(Tasks to perform)
**A.** Answer these questions using the communion passage below.
(i) What does the passage call the Mass a time of?
(ii) What does the passage say we all stand for?
(iii) What city does the final paragraph name as the one its writer lives in?
**B.** Reproduce word for word the part of the communion passage below that runs from "Oh I'm not so" up to and including "which I live.".
**C.** The final paragraph of the communion passage below denies several things about its writer's post. List each thing it says the writer was not doing.

Except for the citation of the book of Revelation, all the other Secriptural references you have made are about INDIVIDUALS kneeling, not a group of people in a worship setting. The Mass is a time of communal worship. STANDING after one has received communion is a sign of respect for both the sacrament and the Body of Christ who is still in procession, waiting to receive.
Of all times we should be acting in concert with one another, surely communion is one of those times. It is NOT a "me and Jesus" moment until everyone has had the opportunity to receive communion and return to their seats.
We all stand for the Gospel, right? And we sit down together. Why not do this for communion as well? If your parish does not include time for silence after communion (and I mean after everyone has received communion and the ministers have returned hosts to the tabernacle, if needed) then your parish needs to look at how it celebrates the liturgy.
Oh I'm not so sure travel necessarily broadens one's perspective. And if you'll read my post, you'll see I wasn't talking about a parish. Nor was I remotely suggesting taking matters into my own hands and kneeling whenever the spirit moved me during Mass. Nor was I discussing or arguing with the idea that standing after Communion until everyone has received is a sign of respect, an idea I happen to disagree with but also willingly, more or less happily, abide by in parishes that observe it, which happens to be all of L.A., the city in which I live.

(Provided data)
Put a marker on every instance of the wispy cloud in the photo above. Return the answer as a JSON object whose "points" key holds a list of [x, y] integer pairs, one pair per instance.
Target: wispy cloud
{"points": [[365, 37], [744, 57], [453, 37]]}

(Worked solutions)
**A.**
(i) Communal worship.
(ii) The Gospel.
(iii) L.A.

**B.**
Oh I'm not so sure travel necessarily broadens one's perspective. And if you'll read my post, you'll see I wasn't talking about a parish. Nor was I remotely suggesting taking matters into my own hands and kneeling whenever the spirit moved me during Mass. Nor was I discussing or arguing with the idea that standing after Communion until everyone has received is a sign of respect, an idea I happen to disagree with but also willingly, more or less happily, abide by in parishes that observe it, which happens to be all of L.A., the city in which I live.

**C.**
- Talking about a parish
- Suggesting taking matters into one's own hands and kneeling whenever the spirit moved during Mass
- Discussing or arguing with the idea that standing after Communion until everyone has received is a sign of respect